> **Exercise requirements**
Could you recast the material as a two-column CSV with the headers request and points, beginning at the line that has "Task: confirm every instance of the stone building" and stopping after the line that has "[[114, 117], [885, 227], [446, 347]]"? Give one row per request, with its text and its answer each in a single quoted field and any line breaks turned into spaces.
──────── Exercise materials
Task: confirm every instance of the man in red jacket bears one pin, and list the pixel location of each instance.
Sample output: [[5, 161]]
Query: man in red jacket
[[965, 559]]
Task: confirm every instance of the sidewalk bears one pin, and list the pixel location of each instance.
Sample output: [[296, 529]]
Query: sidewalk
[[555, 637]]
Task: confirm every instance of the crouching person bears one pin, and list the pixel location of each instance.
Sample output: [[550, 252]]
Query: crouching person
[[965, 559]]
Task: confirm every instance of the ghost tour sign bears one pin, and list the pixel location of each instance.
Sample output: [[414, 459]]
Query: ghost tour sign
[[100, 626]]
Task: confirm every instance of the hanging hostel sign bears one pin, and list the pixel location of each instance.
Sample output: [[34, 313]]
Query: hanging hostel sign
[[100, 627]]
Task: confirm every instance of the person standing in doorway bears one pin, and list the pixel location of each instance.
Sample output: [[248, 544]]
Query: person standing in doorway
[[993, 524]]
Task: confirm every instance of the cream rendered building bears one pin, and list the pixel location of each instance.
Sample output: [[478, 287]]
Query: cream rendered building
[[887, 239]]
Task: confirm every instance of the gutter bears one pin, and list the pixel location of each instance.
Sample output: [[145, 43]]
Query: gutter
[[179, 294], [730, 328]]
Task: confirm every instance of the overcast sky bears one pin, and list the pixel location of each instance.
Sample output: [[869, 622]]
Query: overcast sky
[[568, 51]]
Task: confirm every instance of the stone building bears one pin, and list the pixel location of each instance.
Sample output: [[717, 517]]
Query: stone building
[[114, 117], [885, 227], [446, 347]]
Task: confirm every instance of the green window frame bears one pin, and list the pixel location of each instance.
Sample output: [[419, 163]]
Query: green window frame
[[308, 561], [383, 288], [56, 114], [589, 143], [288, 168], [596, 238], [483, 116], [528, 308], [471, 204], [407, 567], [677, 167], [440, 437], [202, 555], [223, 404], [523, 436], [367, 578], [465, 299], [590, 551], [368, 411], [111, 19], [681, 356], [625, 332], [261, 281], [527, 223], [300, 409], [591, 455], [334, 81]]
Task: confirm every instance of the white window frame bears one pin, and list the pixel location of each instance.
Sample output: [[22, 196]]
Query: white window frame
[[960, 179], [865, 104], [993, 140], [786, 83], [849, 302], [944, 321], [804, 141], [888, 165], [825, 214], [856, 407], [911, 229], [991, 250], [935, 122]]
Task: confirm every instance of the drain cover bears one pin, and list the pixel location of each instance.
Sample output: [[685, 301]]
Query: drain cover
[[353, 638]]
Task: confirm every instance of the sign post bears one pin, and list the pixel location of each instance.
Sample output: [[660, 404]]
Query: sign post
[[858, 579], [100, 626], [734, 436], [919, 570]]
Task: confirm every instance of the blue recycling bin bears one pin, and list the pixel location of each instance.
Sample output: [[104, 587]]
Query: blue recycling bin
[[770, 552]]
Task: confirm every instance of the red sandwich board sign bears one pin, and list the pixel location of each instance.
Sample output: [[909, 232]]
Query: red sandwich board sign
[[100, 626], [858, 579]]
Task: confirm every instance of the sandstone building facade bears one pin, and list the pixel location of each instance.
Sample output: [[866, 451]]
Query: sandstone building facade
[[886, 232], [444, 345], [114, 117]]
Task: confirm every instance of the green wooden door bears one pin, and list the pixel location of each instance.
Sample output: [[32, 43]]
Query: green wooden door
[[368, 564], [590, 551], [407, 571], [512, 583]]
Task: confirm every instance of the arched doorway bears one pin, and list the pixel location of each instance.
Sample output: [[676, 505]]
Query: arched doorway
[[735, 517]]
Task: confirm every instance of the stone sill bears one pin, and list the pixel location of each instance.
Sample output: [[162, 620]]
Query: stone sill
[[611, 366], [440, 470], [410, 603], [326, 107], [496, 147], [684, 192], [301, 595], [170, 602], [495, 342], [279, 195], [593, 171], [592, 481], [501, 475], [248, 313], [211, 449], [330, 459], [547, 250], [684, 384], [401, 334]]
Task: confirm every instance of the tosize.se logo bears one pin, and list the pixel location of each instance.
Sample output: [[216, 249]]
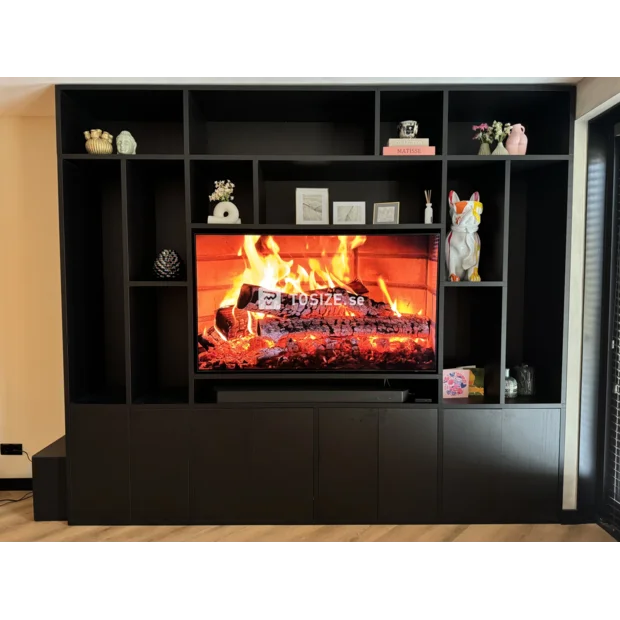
────────────────
> **Response to the task**
request,points
"Task: confirm every instance of the stone building bears one pin, and list the pixel location of each instance. Sample output: [[717, 517]] Query: stone building","[[114, 117], [885, 227], [446, 347]]"